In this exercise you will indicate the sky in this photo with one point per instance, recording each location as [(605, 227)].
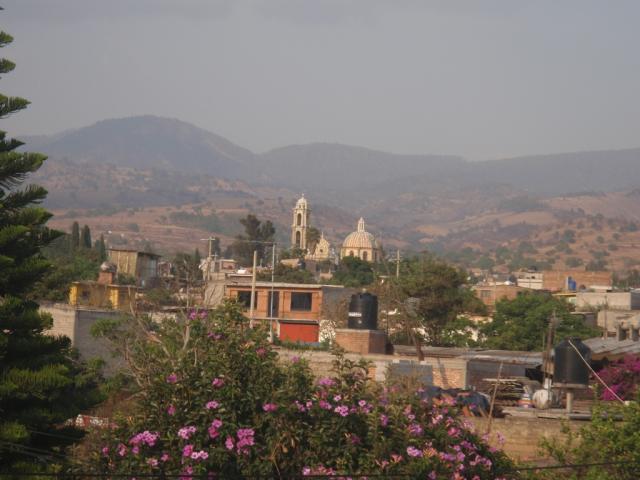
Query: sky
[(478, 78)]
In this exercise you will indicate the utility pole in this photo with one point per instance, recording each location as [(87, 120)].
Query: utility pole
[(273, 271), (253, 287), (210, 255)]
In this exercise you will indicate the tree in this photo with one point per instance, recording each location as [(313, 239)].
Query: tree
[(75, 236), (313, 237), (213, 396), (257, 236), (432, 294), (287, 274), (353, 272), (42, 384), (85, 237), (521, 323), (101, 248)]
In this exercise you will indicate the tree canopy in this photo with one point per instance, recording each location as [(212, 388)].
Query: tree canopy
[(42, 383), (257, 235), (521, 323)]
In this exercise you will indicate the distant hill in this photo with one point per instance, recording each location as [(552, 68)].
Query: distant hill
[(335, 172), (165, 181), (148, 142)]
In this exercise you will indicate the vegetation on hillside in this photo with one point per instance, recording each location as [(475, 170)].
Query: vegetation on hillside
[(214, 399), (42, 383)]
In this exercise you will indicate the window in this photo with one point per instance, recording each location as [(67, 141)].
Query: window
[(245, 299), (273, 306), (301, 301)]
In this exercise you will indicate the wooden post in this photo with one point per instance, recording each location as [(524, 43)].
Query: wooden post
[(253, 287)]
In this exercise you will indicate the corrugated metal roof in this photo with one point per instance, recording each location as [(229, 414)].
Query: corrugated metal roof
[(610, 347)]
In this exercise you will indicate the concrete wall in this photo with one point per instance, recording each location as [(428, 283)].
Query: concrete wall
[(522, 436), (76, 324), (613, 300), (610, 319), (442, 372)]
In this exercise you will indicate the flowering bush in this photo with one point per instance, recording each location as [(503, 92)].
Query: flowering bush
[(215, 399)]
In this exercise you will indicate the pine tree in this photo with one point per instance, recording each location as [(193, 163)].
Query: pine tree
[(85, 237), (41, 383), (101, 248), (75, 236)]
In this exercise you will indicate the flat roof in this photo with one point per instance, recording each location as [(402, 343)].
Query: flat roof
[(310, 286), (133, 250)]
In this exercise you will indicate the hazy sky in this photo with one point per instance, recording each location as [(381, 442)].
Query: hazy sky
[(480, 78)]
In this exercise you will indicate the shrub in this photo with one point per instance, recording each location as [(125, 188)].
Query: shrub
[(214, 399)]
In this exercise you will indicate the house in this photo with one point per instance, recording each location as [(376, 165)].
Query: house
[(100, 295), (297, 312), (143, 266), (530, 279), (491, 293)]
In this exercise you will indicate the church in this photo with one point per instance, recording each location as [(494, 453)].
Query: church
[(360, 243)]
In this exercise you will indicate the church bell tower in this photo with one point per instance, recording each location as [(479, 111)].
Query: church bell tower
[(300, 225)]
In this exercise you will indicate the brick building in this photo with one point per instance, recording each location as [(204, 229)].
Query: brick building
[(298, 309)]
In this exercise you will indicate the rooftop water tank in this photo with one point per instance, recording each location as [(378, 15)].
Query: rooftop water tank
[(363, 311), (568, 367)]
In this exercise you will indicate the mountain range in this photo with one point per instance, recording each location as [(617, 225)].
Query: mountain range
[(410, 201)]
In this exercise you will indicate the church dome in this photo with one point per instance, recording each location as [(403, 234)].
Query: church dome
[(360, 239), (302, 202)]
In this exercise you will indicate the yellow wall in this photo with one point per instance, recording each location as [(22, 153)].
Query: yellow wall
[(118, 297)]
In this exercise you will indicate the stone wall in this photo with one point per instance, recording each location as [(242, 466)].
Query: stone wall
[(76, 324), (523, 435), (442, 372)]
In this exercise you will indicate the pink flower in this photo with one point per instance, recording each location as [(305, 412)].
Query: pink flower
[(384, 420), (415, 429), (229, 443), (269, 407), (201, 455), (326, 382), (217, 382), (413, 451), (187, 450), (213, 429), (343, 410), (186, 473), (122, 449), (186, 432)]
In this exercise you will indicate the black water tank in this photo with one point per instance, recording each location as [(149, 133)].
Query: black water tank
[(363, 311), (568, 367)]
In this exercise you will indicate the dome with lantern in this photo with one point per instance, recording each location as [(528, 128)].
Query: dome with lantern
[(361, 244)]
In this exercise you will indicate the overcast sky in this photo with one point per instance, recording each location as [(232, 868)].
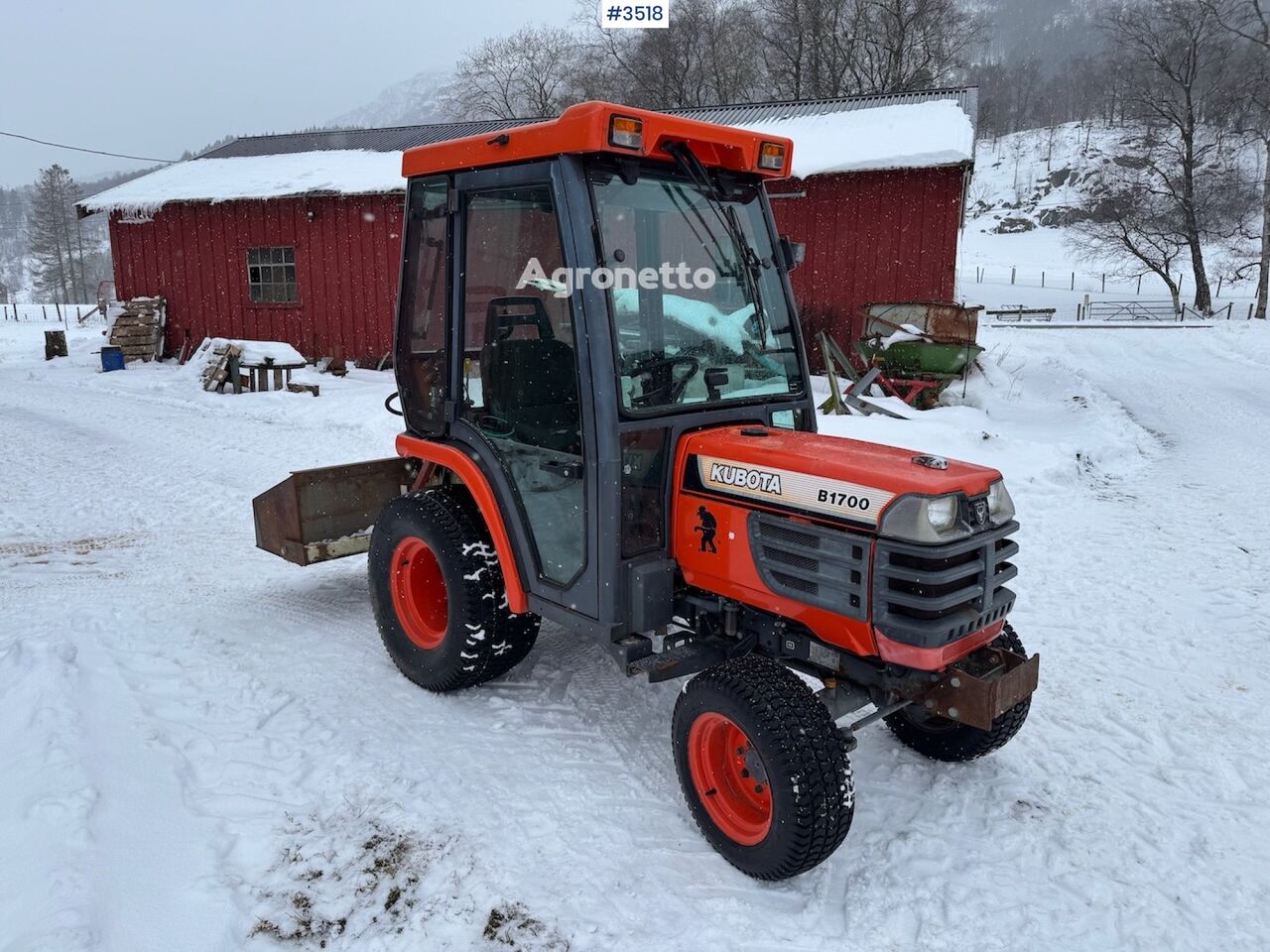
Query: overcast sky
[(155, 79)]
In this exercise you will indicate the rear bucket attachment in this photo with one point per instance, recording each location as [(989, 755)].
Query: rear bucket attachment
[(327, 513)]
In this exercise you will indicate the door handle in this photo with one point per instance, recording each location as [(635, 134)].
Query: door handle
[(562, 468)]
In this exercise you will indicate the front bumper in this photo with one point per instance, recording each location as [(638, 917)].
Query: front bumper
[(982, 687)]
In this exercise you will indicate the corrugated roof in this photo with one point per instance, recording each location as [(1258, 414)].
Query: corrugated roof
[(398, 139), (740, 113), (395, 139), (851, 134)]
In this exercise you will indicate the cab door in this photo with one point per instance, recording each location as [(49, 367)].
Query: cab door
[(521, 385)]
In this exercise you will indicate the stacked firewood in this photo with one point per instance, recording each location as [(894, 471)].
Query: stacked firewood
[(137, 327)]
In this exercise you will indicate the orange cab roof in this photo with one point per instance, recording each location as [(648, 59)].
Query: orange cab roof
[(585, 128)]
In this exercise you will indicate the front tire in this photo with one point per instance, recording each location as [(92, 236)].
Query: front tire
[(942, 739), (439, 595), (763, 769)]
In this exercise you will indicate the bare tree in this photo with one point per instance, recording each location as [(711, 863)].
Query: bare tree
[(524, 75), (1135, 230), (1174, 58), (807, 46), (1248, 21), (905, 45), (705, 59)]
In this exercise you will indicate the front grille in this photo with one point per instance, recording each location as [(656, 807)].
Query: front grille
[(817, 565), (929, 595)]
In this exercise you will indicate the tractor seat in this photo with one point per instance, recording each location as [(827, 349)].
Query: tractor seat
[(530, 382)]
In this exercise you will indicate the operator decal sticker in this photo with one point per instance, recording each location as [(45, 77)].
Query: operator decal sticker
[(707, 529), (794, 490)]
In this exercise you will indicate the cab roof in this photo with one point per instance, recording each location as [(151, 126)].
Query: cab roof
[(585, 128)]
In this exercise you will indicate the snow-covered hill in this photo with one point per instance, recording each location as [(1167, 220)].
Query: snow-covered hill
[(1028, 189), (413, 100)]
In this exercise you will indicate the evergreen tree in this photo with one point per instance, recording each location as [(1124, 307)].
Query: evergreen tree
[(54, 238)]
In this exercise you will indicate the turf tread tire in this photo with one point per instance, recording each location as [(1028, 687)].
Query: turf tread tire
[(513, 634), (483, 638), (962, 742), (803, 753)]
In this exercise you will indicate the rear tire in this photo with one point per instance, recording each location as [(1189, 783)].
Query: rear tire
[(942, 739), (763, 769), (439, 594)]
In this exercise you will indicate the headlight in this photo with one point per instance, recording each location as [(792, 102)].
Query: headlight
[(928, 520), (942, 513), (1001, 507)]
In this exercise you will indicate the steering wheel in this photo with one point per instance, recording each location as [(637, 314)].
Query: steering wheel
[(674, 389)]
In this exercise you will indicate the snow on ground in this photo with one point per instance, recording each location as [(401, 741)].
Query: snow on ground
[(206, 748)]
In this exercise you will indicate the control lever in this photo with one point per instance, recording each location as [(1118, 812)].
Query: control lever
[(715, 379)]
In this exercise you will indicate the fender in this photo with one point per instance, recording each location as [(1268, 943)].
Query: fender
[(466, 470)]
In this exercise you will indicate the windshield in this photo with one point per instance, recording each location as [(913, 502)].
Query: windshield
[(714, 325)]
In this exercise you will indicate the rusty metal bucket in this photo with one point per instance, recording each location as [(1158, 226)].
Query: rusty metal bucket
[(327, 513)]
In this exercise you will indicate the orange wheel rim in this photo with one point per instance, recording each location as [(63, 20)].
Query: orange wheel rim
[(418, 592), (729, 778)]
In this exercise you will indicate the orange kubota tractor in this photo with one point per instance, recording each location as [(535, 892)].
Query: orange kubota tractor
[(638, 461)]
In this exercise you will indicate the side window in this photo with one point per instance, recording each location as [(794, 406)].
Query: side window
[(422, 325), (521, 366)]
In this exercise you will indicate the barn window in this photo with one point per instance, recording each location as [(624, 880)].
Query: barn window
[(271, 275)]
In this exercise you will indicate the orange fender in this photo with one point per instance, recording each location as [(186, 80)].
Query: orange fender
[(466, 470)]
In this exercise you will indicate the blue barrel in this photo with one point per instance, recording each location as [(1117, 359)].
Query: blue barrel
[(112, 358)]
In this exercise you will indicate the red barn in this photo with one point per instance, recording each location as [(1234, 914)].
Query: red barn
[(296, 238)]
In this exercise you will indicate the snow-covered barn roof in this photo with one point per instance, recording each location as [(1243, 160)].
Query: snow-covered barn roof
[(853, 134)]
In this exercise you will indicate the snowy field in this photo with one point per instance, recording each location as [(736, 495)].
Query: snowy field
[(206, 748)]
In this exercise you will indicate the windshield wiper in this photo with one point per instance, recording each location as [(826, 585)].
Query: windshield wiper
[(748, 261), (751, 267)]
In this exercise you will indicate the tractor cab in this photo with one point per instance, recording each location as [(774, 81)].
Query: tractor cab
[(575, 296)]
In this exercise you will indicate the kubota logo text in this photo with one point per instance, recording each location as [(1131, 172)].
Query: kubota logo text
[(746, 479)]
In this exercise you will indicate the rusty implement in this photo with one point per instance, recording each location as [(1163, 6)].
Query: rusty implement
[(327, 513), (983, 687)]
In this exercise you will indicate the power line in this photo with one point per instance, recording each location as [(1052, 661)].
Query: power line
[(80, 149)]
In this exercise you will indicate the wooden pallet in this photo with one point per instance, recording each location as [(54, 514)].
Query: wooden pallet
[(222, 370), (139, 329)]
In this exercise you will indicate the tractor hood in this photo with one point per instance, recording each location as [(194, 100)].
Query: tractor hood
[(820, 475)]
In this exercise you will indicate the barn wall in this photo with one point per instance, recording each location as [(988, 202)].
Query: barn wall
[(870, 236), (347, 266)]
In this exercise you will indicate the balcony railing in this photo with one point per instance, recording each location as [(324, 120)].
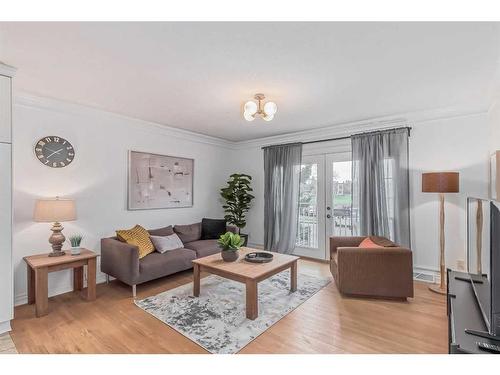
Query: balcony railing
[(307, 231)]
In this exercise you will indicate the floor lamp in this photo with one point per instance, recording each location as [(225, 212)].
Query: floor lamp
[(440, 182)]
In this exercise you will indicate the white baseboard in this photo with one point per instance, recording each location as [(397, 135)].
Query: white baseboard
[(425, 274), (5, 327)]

## WHAT TO WORK ON
Using only the entries above, output the line with "Query: red barn", the line with "In this exercise you will indicate the snowy", and all lines between them, exactly as they stand.

## ANSWER SECTION
Query: red barn
[(296, 238)]
In this exercise you will indicate the snow-covered barn roof in this photo with one point per instance, recording each location as [(1243, 160)].
Query: snow-covered barn roof
[(853, 134)]
In this exercise you will indicate the snowy field in this photo with one point per instance, recording each location as [(736, 495)].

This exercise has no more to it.